Rewrite all the lines of the items below, requests included. Multiply every x and y coordinate in the answers by 2.6 and round it to a whole number, with halves rounded up, and leave the pictures out.

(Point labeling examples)
········

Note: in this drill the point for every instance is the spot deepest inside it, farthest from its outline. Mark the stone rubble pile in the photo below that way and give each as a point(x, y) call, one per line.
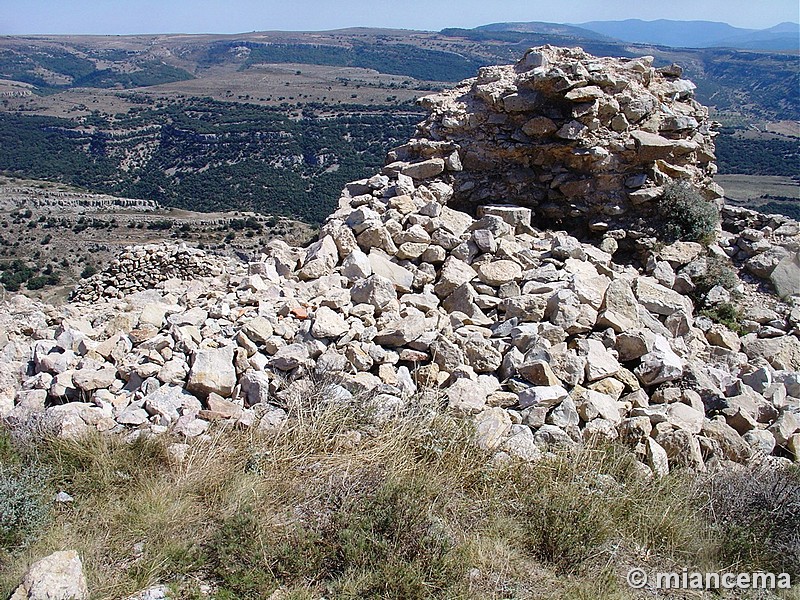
point(767, 246)
point(581, 140)
point(142, 267)
point(541, 339)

········

• **Exercise result**
Note: in this drill the point for every instance is the spot deepest inside it, farthest from its outline. Mark the stone rubble pile in the photo below that way and give each as a point(x, y) call, one per line.
point(1994, 640)
point(1511, 364)
point(369, 694)
point(1407, 881)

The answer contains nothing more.